Trecho selecionado
----

Franco acabou conseguindo a vitória e retirou a autonomia daqueles estados que
a tinham conseguido durante a Segunda República Espanhola, inclusive realizando
pesada repressão à eles.
Terminada
a longa e sangrenta guerra civil espanhola (1936 – 1939, quase 1 milhão de
mortos), o ditador Francisco Franco tentou impor a todos os setores da vida
nacional uniformidade que superasse a profunda divisão dos anos anteriores.
Proibiu-se por exemplo, o ensino e mesmo o uso público das línguas regionais
para defender o castelhano, idioma oficial e tornado sinônimo de “espanhol”
(quanto a rigor existem vários falares espanhóis, como catalão, basco, galego,
asturiano). (FRANCO JÚNIOR, 2007, p.104).
Proibidos
de se rebelarem contra o governo, as regiões antifranquistas, como por exemplo,
a região da Catalunha, procuraram utilizar outros meios para resistir às
sanções impostas pelo ditador. As artes, como a literatura e a pintura
demonstraram as atrocidades cometidas pelo atual governo, que bombardeou a
cidade de Barcelona, atingindo a sede do clube. Além das artes, o futebol
também se tornou um símbolo essencial para buscar a independência do
território, pois foi através dele que os sujeitos puderam extravasar suas
vontades.
[...]
Ora, o separatismo anticastelhano e antifranquista vinha, sobretudo de bascos e
catalães, exatamente aqueles que dominavam o futebol espanhol [...] O
Barcelona, sobretudo, tornou-se o maior símbolo antifranquista. O escudo do
clube traz as cores da bandeira da Catalunha e de certa forma é outra bandeira
da comunidade. (FRANCO JÚNIOR, 2007, p.104).

----

Objetivo 1
De acordo com o trecho selecionado, quantas mortes a guerra civil espanhola causou?
Objetivo 2
Explique por que, segundo o trecho selecionado, o futebol se tornou um símbolo essencial na busca pela independência da Catalunha.
Objetivo 3
Escreva uma continuação para o texto sobre o Barcelona e a resistência catalã a Franco, começando depois da última frase.

Seção de dados
----

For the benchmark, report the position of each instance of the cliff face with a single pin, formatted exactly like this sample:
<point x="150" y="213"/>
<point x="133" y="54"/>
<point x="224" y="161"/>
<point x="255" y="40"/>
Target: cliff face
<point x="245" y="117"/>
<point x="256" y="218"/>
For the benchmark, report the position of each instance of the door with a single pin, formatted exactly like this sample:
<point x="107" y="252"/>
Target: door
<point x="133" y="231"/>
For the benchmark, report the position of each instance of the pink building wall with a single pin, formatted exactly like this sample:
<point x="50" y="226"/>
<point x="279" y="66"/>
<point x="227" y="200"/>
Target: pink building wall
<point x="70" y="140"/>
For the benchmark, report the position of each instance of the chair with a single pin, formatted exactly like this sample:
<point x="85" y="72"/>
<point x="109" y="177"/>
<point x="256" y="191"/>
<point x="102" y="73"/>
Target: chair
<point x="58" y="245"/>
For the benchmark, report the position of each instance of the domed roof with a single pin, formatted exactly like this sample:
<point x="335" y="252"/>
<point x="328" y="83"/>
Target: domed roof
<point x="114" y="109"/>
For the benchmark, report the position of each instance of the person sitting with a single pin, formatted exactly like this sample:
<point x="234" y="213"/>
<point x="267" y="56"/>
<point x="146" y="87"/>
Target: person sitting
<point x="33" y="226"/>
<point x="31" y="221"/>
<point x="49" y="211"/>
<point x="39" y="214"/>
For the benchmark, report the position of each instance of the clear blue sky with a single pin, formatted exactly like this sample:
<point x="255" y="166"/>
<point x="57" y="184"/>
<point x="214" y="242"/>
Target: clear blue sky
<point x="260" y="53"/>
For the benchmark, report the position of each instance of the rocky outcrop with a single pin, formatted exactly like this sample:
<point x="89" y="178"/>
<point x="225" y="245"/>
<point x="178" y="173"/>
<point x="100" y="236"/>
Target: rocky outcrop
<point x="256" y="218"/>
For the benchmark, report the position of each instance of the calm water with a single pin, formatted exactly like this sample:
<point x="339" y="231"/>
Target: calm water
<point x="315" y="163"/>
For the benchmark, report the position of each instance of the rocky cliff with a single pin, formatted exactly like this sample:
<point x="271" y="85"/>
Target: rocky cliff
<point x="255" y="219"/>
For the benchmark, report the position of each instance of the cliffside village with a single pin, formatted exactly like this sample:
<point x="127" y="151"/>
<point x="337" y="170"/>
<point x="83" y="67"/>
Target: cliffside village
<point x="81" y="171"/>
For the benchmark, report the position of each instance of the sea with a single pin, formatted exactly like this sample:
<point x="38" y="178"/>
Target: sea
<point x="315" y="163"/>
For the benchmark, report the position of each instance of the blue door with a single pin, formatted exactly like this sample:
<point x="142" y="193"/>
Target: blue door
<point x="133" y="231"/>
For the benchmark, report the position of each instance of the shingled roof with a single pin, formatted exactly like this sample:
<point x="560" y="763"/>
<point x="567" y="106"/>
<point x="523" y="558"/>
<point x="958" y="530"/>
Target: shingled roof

----

Resposta escrita 1
Quase 1 milhão de mortos.

Resposta escrita 2
As regiões antifranquistas, como a Catalunha, estavam proibidas de se rebelar contra o governo e buscaram outros meios de resistir. O futebol se tornou um desses meios porque foi por meio dele que as pessoas puderam extravasar suas vontades.

Resposta escrita 3
Invasões Franquistas à Barcelona durante a Guerra Civil Espanhola
http://www.areamilitar.net/HISTbcr.aspx?N=87 <acesso em 18/05/2015>
É
o que diz o slogan do Barcelona, “més que
un club”, ou em português, mas que um clube, um símbolo político da
resistência catalã contra a Espanha, a tentativa de através do futebol levar ao
planeta a vontade de se tornar livre de um estado que para eles, não os
representa.
http://spainticketsonline.info/wp-content/uploads/2012/02/mes-q-2.jpg <acesso em 18/05/2015>
A
torcida do Barcelona não espera os jogos contra o seu maior rival, para
protestar. Em todo jogo, além de bandeiras da Catalunha e pedidos de independência,
a torcida demonstra que não esqueceu os episódios ocorridos durante a Guerra de
Sucessão Espanhola, e aos 17 minutos e 14 segundos do primeiro tempo, se juntam
para exaltar o ano de 1714, quando os catalães ao final da guerra, tentaram um
levante contra a coroa espanhola, foram cruelmente sufocados.
Já
o time do Real Madrid, que de time do rei, passou a time do ditador e agora é o
time que representa a Espanha, representa para seus torcedores a vontade da
capital, em manter sobre controle as regiões que procuram a independência. É
possível ver em todos os jogos do time madridista a bandeira da Espanha, o
respeito ao hino e ao rei espanhol, claramente indo contra os separatistas. O
clube é um sinônimo de força espanhola.
Mas
é no clássico entre Barcelona e Real Madrid que as diferenças são acentuadas. A
grande audiência dos últimos anos, quando o clássico deixou de ser espanhol e
passou a ser mundial, pode ser uma explicação para nós, que não vivemos as
disputas políticas entre os espanhóis e os catalães, mas para os espanhóis e
também os catalães a explicação é que os times representam muito mais que um
clube, eles representam toda uma sociedade que busca no futebol um espaço de
resistência.
Referencia: FRANCO JÚNIOR, Hilário. A dança dos deuses: futebol, cultura, sociedade. São Paulo: Companhia das Letras, 2007.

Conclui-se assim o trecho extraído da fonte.